## TASK TO CARRY OUT
Take the line that contains "Exercise. Point to the plate of cookies" and every line after it in the material below, and quote them exactly.

## THE INPUT
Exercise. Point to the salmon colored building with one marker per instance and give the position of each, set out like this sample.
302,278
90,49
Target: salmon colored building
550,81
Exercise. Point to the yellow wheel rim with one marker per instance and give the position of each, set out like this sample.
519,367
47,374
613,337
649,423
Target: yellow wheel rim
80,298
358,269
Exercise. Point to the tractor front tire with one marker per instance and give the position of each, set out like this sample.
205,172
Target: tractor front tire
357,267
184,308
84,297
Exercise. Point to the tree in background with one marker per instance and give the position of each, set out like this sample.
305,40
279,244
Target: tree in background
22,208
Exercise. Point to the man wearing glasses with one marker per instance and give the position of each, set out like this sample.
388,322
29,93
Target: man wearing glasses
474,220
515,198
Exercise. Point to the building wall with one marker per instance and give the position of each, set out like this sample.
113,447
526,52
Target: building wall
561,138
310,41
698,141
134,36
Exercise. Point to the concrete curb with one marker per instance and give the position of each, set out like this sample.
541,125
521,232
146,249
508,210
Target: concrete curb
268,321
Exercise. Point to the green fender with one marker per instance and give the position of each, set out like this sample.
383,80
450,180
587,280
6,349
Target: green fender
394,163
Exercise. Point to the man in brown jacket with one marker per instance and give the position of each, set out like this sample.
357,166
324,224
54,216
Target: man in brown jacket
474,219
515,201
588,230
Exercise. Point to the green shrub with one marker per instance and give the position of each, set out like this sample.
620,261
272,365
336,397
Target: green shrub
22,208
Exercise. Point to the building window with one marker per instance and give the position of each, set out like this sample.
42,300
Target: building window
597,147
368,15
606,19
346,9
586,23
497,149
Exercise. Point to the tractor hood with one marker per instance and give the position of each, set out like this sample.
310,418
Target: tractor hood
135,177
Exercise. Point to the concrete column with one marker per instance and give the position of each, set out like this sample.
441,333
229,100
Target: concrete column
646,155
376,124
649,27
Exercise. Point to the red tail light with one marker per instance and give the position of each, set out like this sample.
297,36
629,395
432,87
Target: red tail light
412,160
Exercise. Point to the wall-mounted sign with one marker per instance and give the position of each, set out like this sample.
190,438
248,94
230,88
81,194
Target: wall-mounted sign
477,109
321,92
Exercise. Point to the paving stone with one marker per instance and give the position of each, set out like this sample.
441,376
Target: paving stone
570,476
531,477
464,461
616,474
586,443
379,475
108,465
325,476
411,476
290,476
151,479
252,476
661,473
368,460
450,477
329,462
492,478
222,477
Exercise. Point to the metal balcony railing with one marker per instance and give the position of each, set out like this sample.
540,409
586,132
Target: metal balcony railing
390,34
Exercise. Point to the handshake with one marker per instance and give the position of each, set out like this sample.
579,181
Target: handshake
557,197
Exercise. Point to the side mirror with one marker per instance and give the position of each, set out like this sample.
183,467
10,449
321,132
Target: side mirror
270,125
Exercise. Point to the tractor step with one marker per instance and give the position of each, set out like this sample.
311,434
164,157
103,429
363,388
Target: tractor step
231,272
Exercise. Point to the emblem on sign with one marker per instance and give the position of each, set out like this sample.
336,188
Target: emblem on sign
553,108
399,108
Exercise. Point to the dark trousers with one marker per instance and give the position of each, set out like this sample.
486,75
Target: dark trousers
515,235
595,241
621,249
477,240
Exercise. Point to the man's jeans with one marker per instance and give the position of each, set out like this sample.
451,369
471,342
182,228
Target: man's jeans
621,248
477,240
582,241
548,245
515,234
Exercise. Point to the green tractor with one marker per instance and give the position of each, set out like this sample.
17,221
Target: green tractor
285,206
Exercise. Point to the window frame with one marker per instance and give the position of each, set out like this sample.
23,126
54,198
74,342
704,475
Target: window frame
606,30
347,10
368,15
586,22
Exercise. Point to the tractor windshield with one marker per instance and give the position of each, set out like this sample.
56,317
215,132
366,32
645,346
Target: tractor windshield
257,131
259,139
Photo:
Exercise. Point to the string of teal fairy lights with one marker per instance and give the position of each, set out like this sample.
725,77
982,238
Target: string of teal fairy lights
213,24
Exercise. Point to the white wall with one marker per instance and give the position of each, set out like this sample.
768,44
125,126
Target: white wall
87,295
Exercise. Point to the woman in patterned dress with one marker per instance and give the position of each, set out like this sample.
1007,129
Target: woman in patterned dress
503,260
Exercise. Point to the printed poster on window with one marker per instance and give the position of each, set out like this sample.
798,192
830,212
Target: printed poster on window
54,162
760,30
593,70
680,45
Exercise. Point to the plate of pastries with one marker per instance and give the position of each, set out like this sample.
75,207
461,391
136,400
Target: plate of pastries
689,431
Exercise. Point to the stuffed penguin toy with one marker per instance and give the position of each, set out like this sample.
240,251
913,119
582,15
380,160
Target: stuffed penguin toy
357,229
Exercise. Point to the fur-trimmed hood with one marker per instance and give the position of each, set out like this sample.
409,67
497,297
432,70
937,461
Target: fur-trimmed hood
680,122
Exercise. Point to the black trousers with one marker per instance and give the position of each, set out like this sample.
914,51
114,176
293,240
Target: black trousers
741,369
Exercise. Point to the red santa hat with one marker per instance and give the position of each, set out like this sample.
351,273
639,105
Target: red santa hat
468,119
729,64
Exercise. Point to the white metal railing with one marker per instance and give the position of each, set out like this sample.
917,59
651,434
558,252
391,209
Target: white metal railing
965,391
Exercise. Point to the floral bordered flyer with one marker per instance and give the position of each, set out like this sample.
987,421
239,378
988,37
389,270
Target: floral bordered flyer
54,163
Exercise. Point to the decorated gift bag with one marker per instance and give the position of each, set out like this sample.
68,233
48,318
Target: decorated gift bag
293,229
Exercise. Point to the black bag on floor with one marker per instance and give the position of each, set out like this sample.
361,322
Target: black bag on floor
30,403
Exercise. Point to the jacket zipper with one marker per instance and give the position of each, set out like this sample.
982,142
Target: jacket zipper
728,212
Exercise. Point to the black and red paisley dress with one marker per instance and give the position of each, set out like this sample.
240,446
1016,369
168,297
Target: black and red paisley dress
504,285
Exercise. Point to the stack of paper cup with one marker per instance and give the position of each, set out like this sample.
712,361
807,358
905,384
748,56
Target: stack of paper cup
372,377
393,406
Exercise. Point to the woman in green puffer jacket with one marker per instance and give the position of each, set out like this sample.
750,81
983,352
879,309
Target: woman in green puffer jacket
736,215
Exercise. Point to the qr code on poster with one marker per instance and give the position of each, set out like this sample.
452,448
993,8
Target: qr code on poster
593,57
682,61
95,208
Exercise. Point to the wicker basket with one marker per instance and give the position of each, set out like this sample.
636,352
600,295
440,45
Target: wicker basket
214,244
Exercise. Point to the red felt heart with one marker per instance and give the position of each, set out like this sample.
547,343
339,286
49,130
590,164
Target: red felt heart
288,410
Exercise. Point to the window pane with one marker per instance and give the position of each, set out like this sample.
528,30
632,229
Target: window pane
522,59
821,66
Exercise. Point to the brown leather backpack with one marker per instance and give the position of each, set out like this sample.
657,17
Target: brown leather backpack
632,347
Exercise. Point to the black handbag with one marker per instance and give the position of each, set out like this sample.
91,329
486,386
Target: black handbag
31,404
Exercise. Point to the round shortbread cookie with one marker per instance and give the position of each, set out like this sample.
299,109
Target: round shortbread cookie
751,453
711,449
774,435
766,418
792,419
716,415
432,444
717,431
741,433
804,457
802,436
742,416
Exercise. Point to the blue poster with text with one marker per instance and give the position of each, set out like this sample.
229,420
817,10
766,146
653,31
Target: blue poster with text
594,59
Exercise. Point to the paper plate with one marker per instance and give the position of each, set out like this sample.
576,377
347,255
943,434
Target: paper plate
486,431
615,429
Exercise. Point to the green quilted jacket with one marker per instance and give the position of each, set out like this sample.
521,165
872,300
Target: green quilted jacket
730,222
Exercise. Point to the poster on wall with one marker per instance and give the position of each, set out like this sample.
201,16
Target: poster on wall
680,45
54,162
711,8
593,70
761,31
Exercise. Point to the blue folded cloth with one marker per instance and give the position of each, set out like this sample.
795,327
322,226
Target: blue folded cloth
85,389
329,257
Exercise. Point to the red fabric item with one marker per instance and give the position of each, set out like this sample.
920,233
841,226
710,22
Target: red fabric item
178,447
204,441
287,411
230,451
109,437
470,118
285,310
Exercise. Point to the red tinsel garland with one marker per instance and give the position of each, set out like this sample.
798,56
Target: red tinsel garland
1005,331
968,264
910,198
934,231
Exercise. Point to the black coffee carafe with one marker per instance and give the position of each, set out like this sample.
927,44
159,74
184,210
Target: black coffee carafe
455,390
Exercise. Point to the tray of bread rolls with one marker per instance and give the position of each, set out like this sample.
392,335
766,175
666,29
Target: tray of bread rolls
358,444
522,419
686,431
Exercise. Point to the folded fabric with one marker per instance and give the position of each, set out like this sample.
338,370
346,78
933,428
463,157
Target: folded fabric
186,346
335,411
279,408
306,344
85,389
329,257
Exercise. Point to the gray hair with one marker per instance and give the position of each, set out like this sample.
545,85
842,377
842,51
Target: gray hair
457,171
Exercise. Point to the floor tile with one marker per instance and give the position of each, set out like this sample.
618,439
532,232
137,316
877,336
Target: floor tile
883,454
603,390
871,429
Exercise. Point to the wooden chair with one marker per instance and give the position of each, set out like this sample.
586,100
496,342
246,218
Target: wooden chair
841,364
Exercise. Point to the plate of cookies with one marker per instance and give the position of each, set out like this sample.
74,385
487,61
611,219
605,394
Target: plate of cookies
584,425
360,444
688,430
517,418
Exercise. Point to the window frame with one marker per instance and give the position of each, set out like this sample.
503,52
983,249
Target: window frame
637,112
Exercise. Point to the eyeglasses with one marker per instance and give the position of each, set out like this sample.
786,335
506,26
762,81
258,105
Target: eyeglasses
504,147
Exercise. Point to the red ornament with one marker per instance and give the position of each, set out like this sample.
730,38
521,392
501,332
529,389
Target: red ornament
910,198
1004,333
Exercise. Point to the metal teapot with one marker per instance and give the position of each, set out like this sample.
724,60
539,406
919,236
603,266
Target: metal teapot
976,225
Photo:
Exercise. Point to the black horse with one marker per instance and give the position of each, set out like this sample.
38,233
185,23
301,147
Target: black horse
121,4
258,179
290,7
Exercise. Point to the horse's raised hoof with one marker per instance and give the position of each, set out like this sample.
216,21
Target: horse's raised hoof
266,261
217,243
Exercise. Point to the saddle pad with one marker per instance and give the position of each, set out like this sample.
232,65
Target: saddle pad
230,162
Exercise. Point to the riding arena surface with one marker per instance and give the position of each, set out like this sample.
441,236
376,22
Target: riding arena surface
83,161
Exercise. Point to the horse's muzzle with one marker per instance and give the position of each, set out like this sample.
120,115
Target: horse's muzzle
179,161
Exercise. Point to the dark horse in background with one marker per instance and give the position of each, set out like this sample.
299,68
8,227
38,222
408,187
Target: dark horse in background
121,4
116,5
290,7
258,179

## REPLY TO THE EXERCISE
Exercise. Point to the plate of cookies with one marker per instance and give the position of each, set out like this sample.
74,385
487,61
611,219
605,394
Target: plate of cookies
584,425
360,444
688,430
517,418
Exercise. Point to the window frame with one marker per instance and give the position of each, set out like this sample.
503,52
983,249
Target: window frame
637,112
Exercise. Point to the eyeglasses with one marker per instance and give the position of each, set out like this sample.
786,335
506,26
762,81
258,105
Target: eyeglasses
504,147
Exercise. Point to the red ornament with one marker per instance and give the position of each, set out like this sample.
730,38
521,392
501,332
529,389
Target: red ornament
910,198
1004,333
Exercise. Point to the metal teapot with one marker per instance and give the position of each, set out like this sample.
724,60
539,406
919,236
603,266
Target: metal teapot
976,225
Photo:
Exercise. Point to the black horse with one marker per instance and give the position of each, set out like this sample.
38,233
185,23
301,147
Target: black horse
121,4
258,179
290,7
Exercise. Point to the horse's raised hoof with one marker per instance and give the position of each, set out like this sample.
216,21
Target: horse's raised hoof
266,261
217,243
Exercise. Point to the saddle pad with one marker per instance and give the position of each, set out like this sample.
232,65
Target: saddle pad
230,162
Exercise. Point to the riding arena surface with one marker per instance and give the position of each, set out like this sample.
441,236
376,22
Target: riding arena surface
83,161
Exercise. Point to the horse's muzzle with one marker per instance and give the position of each, set out like this sample.
120,115
Target: horse's muzzle
179,161
Exercise. Point to the dark horse in background with one marker per instance and give the position of each, set out like this sample.
299,68
8,227
38,222
408,187
Target: dark horse in background
121,4
116,5
290,7
258,179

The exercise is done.